Given exercise 1
Answer these from the article on Year of the Horse predictions:
(a) Who chairs the Hong Kong Astrology Club?
(b) On what date is the impact of the "cardinal grand cross" expected to peak?
(c) Which lunar months does Alion Yeo single out for conflict, and which calendar months are they?

-------- Given text --------

Luk also said that based on I Ching, a divination method based on the concept of yin and yang, Hong Kong faces unfavourable conditions for development and will face tremendous strain that will keep it from further growth.
Western Astrology also depicts a difficult year ahead, according to Lilian Chow Lai-ming, chairwoman of the Hong Kong Astrology Club.
She said tension would be felt in April when Mars, Jupiter, Uranus and Pluto form a “cardinal grand cross”, which means they will squared with one another, with Mars opposite Uranus and Jupiter opposite Pluto.
The impact of this will peak on April 22 and the same pattern will return in December, with less impact.
“During this period, Hong Kong is likely to be troubled by disputes, chaos and confusion,” said Chow, adding that Occupy Central’s future would hinge on events in April.
Chief Executive Leung Chun-ying, meanwhile, having been born in the Year of Horse in 1954, will be in conflict with tai sui (the deity in charge of the year) in the Year of the Horse.
While misfortune is not necessarily a given for those born in the Year of the Hourse, Luk warns that they “must not be arrogant and be cautious with their action. They must also constantly review the mistakes they made”.
Meanwhile, Chow of the astrology club said Leung, who will turn 60 in August, would be going through the “Saturn return” phase, which means the planet will return to the same position it was when he was born. This type of movement usually happens between the ages of 28 to 30 and 58 to 60.
It can be a stressful time for many individuals, she said.
Watch: What's in store for 2014? A soothsayer makes predictions
Conflicts, disasters, record high temperatures, an economic chill in Asia and more trouble for Justin Bieber: the upcoming Year of the Horse is set to be a dramatic one
With the Year of the Snake slithering into history, they say that the incoming Lunar New Year beginning on Friday is going to be the kind of horse that you shouldn’t stand behind – because it incorporates the volatile element of fire.
“With this being the Year of the Wood Horse, and with wood being very combustible, there will be a lot of scandals, conflicts, explosions and arguments,” celebrity fung shui master Alion Yeo said.
Fung shui, litreally meaning “wind-water”, is influential in many parts of Asia, where people adjust their lives and even renovate offices and homes based on its edicts to maximise their luck and wealth.
Yeo says that conflict in the new year could be defined by anything from diplomatic tension to armed engagement, particularly in the first, fourth and seventh lunar months: February, May and August.

-------- Records --------

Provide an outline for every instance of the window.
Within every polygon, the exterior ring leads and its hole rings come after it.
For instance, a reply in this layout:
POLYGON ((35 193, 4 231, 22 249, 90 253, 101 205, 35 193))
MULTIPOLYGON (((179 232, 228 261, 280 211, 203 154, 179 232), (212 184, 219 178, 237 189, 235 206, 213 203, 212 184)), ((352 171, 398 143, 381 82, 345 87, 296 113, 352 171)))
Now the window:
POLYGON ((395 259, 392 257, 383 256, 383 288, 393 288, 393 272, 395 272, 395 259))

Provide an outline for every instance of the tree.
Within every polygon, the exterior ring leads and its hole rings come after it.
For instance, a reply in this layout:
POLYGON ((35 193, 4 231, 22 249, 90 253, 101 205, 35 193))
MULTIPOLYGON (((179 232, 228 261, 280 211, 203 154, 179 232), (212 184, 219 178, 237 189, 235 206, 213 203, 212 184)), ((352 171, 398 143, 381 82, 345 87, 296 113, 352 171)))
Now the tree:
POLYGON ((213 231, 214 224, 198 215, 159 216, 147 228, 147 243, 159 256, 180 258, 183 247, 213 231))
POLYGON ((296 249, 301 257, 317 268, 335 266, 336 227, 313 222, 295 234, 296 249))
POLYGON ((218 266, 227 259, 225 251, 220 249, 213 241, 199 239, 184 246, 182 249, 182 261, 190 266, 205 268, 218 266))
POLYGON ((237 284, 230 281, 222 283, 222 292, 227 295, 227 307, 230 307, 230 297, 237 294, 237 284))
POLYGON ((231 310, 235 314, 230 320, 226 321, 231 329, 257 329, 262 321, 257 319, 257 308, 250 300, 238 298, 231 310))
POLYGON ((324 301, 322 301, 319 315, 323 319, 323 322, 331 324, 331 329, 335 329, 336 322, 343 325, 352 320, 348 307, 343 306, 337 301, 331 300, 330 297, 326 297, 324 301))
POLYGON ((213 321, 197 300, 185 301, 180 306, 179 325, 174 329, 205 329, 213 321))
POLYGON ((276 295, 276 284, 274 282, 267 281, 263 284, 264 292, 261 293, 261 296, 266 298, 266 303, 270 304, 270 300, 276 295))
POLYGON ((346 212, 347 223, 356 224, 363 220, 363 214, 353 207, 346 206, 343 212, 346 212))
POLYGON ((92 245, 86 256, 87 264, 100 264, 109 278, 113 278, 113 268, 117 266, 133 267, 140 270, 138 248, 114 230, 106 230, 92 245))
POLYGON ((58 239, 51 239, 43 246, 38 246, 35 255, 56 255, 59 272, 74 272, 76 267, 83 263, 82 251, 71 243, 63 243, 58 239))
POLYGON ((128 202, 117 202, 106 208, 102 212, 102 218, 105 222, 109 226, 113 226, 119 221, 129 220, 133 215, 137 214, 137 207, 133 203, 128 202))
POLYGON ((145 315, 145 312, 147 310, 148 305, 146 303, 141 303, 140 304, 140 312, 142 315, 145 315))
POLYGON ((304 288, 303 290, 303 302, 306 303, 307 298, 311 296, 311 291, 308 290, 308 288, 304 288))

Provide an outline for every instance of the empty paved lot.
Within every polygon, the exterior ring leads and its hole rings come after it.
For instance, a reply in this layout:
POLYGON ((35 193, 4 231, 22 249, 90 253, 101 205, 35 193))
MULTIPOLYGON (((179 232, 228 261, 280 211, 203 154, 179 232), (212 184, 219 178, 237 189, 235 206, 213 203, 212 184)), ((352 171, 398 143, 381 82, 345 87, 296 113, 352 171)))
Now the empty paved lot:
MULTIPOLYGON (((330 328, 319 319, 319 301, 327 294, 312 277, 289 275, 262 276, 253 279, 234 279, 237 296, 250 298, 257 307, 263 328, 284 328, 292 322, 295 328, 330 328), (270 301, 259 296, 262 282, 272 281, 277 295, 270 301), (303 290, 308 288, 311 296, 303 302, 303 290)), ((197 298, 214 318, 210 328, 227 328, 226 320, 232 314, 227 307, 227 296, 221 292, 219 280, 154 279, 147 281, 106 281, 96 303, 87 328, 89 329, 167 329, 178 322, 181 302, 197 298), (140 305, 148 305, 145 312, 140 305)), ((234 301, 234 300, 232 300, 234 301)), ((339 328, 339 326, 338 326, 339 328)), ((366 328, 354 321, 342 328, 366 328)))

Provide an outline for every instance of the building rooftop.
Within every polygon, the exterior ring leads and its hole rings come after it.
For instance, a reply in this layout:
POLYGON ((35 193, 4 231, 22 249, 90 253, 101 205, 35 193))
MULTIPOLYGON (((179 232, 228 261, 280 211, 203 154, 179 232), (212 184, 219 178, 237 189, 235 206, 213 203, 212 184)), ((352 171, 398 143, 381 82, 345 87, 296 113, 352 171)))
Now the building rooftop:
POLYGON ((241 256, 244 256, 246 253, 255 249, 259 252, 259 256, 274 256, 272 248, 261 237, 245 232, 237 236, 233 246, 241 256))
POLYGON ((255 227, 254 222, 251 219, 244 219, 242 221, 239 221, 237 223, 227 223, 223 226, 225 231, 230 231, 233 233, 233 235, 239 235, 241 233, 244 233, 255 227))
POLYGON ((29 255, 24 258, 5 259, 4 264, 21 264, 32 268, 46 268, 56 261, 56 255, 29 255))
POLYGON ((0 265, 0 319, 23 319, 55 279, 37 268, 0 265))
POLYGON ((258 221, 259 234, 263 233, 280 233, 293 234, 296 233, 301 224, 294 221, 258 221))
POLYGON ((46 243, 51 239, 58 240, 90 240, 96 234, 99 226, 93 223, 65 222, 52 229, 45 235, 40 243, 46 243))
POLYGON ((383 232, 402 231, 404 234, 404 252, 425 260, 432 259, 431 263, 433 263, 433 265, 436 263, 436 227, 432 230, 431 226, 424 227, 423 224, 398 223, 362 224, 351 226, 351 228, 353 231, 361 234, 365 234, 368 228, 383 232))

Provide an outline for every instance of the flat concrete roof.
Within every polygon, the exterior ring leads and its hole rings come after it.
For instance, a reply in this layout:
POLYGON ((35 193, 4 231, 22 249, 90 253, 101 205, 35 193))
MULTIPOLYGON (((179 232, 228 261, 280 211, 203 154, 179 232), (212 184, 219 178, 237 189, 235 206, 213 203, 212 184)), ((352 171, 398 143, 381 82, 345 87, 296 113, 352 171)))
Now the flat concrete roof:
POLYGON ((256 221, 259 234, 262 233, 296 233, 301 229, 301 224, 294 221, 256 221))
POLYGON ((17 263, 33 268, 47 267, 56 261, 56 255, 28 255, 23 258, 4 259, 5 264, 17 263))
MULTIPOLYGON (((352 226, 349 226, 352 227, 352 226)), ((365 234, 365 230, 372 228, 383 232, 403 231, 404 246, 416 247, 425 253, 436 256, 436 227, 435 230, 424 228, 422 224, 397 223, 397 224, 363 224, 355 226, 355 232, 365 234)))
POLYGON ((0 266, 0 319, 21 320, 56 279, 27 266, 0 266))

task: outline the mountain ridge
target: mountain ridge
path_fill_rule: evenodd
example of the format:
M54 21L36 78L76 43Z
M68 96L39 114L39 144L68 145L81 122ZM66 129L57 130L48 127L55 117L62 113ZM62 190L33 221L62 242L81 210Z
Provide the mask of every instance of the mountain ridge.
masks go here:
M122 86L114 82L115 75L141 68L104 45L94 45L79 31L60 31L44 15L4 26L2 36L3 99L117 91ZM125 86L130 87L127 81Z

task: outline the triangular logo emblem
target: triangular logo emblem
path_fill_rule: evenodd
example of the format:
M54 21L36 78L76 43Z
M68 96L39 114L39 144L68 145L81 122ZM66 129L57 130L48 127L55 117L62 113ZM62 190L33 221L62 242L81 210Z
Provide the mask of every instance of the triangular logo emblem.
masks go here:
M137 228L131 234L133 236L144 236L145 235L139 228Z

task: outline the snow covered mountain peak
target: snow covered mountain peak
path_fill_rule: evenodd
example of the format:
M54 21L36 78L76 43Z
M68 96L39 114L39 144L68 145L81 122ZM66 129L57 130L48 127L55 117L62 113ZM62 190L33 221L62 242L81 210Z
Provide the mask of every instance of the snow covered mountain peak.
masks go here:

--------

Given exercise 2
Extract verbatim the portion of the rows that opens with the line containing "task: outline the mountain ridge" and continues through the end of the rows, both ends included.

Complete response 1
(a) Lilian Chow Lai-ming
(b) April 22
(c) The first, fourth and seventh lunar months: February, May and August

Complete response 2
task: outline the mountain ridge
target: mountain ridge
path_fill_rule: evenodd
example of the format:
M54 21L36 78L76 43Z
M68 96L39 114L39 144L68 145L81 122ZM66 129L57 130L48 127L55 117L62 113ZM62 190L33 221L62 242L81 210Z
Provide the mask of every instance of the mountain ridge.
masks go here:
M122 86L114 82L115 75L141 68L104 45L94 45L79 31L60 31L44 15L4 26L2 36L3 99L117 91ZM125 86L130 87L127 81Z

task: outline the triangular logo emblem
target: triangular logo emblem
path_fill_rule: evenodd
example of the format:
M54 21L36 78L76 43Z
M68 96L39 114L39 144L68 145L81 122ZM66 129L57 130L48 127L55 117L62 113ZM62 190L33 221L62 242L81 210Z
Provide the mask of every instance of the triangular logo emblem.
masks go here:
M137 228L131 234L133 236L144 236L145 235L139 228Z

task: outline the snow covered mountain peak
target: snow covered mountain peak
path_fill_rule: evenodd
example of the format:
M54 21L36 78L76 43Z
M68 96L39 114L39 144L68 145L81 122ZM66 129L57 130L48 127L55 117L62 113ZM62 190L33 221L62 242L81 210Z
Provide the mask of every instance of the snow covered mountain peak.
masks go here:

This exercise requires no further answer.